Bloc-notes Éco

Les technologies vertes, un allié essentiel pour atteindre les objectifs climatiques

Mise en ligne le 21 Septembre 2023
Auteurs : Claire Alestra, Gilbert Cette, Valérie Chouard, Rémy Lecat

Billet n°322. Dans quelle mesure la technologie peut-elle contribuer à la réalisation des objectifs de l’Accord de Paris, à savoir atteindre la neutralité carbone et limiter le réchauffement climatique ? Le modèle ACCL (« Advanced Climate Change Long-term Model ») d’Alestra et al. (2022) est utilisé pour évaluer différents scénarios d’innovation technologique et de taxation carbone. Seule une stratégie faisant intervenir plusieurs leviers d’action peut permettre d’atteindre ces objectifs climatiques.

> **Données fournies**:
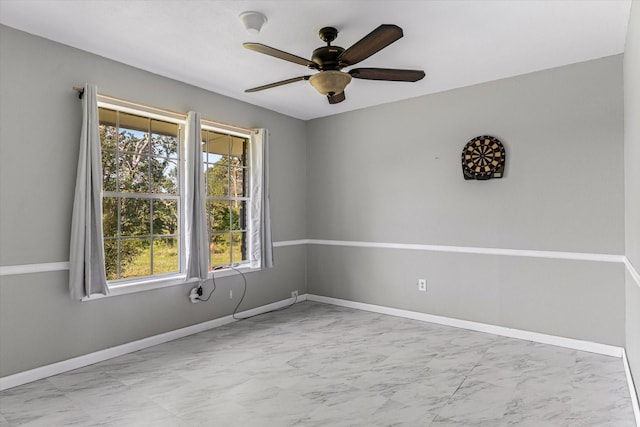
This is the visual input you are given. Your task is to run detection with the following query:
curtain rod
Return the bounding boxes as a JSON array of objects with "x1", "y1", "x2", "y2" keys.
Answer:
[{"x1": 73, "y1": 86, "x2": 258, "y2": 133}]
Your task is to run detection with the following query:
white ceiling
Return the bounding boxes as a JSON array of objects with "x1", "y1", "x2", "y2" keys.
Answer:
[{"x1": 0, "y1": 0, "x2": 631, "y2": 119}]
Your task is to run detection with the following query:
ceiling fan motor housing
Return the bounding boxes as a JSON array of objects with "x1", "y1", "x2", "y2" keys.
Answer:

---

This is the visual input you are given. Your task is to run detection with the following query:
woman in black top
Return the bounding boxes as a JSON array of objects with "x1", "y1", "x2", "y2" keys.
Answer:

> **Exercice écrit 1**:
Dressez la liste complète des auteurs du billet sur les technologies vertes.
> **Exercice écrit 2**:
Recopiez mot pour mot le passage du billet sur les technologies vertes qui commence par « Mise en ligne » et se poursuit jusqu'à « ces objectifs climatiques. ».

> **Corrigé 1**:
- Claire Alestra
- Gilbert Cette
- Valérie Chouard
- Rémy Lecat

> **Corrigé 2**:
Mise en ligne le 21 Septembre 2023
Auteurs : Claire Alestra, Gilbert Cette, Valérie Chouard, Rémy Lecat

Billet n°322. Dans quelle mesure la technologie peut-elle contribuer à la réalisation des objectifs de l’Accord de Paris, à savoir atteindre la neutralité carbone et limiter le réchauffement climatique ? Le modèle ACCL (« Advanced Climate Change Long-term Model ») d’Alestra et al. (2022) est utilisé pour évaluer différents scénarios d’innovation technologique et de taxation carbone. Seule une stratégie faisant intervenir plusieurs leviers d’action peut permettre d’atteindre ces objectifs climatiques.